Quoted passage ::
·····
But he also appealed for U.S. and EU help to secure his crisis-torn country's porous border with Russia and stem the influx of arms and militants into the conflict zone.

The frontier has witnessed ferocious clashes in recent weeks in which militants armed with Russian-made rocket launchers attack federal border guard camps and ambush Ukrainian army patrols.

A Ukrainian defense spokesman said the rebels had recently "stepped up their activities" and killed three soldiers while wounding eight in the industrial region of Lugansk.

Poroshenko unveiled his peace initiative after late-night talks with Vladimir Putin in which the Kremlin chief also raised concern about the death in Lugansk fighting on Tuesday of two members of a Russian state TV crew.

"The peace plan begins with my order for a unilateral ceasefire," Poroshenko told reporters in Kiev.

"Immediately after that, we must receive support for the presidential peace plan from all sides involved (in the conflict). This should happen very shortly."

Ukraine's acting Defense Minister Mykhailo Koval said the order would be issued "literally within days".

Poroshenko's peace plan also calls for Putin to formally recognize the new leadership in Ukraine that rose to power following the ouster of a pro-Russian administration in February after months of pro-EU protests.

Russia's first reaction to Poroshenko's announcement was guarded.

"On the one hand, they are talking about a ceasefire. And on the other, they are continuing their aggression," Russian Foreign Minister Sergei Lavrov said.

The 48-year-old confectionery tycoon won Ukraine's May 25 presidential election on a promise to quickly end the country's worst crisis since its independence from the Soviet Union in 1991.
·····
Given data ::
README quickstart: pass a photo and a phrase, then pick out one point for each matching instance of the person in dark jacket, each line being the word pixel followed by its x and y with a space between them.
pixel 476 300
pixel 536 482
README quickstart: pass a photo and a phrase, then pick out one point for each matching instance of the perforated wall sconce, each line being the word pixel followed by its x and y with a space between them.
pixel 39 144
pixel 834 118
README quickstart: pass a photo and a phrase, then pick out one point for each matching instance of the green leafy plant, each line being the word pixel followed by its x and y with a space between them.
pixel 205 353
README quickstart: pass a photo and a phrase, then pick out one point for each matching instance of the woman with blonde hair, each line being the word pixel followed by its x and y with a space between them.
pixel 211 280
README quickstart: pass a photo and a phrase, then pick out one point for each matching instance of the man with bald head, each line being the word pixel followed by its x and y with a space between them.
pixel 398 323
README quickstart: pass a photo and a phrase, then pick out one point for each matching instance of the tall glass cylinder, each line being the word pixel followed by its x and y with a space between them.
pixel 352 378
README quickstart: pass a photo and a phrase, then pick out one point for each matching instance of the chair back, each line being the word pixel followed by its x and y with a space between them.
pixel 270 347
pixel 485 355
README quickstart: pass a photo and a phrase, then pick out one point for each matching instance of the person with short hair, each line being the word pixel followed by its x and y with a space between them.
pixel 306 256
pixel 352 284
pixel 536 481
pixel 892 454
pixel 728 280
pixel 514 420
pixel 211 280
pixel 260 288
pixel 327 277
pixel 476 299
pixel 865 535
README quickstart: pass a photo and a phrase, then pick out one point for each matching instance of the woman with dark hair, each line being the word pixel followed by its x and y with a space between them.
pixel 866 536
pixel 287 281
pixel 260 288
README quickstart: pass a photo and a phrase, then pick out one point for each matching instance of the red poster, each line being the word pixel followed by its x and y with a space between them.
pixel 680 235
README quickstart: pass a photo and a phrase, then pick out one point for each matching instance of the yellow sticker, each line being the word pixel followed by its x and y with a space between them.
·····
What needs to be done :: Continue the news report on Poroshenko's ceasefire plan for eastern Ukraine, starting right after its final sentence.

Answer section ::
Yet Poroshenko's problems have since been compounded by a cut in Russian gas supplies that threatens to plunge the country into an even deeper recession and erode his public support.

Poroshenko said the ceasefire was meant to be a temporary measure to give the militants a chance to disarm.

The rebels have previously rejected similar calls and vowed to continue a campaign to join Russia that a U.N. report said has killed at least 356 civilians and fighters on both sides.

A top commander in the self-proclaimed Donetsk People's Republic dismissed Poroshenko's idea as "meaningless".

"We are only interested in seeing the occupying forces leave our land," Denis Pushilin told Moscow's Dozhd television.

Poroshenko's decision to tap 46-year-old Pavlo Klimkin to replace Deshchytsya as foreign minister will help address one of the biggest irritants in relations with Moscow.

Klimkin is a veteran diplomat who recently served as Ukraine's ambassador to Germany and is now Poroshenko's personal representative at talks with Moscow that were launched on June 8 by the Vienna-based Organization for Security and Cooperation in Europe (OSCE).

Deshchytsya became embroiled in controversy at the weekend when he called Putin "a prick" while trying to restrain protesters who attacked Moscow's embassy compound in Kiev.

Lavrov responded by saying that he had no intention of speaking to Deshchytsya again.

Ukraine's parliament is largely expected to approve Klimkin's candidacy in a vote due later this week.

Poroshenko's talks with Putin and nomination as foreign minister of a figure who has already won a degree of trust from Moscow come in sharp contrast to the freeze in relations that followed Russia's annexation of Crimea in March.

But the new leader has also stressed that he will be unable to put an end to the fighting until Ukraine regains complete control of its 2,000-kilometer (1,230-mile) land border with Russia.

The U.S. State Department on Tuesday once again expressed concern about "the movement of military tanks and other equipment across the border" into eastern Ukraine.

Poroshenko's office said he told German Chancellor Angela Merkel by telephone on Tuesday that Western help sealing the frontier was "essential".

The United States has pledged "non-lethal military aid" such as helmets and medical supplies for Ukraine's underfunded armed forces.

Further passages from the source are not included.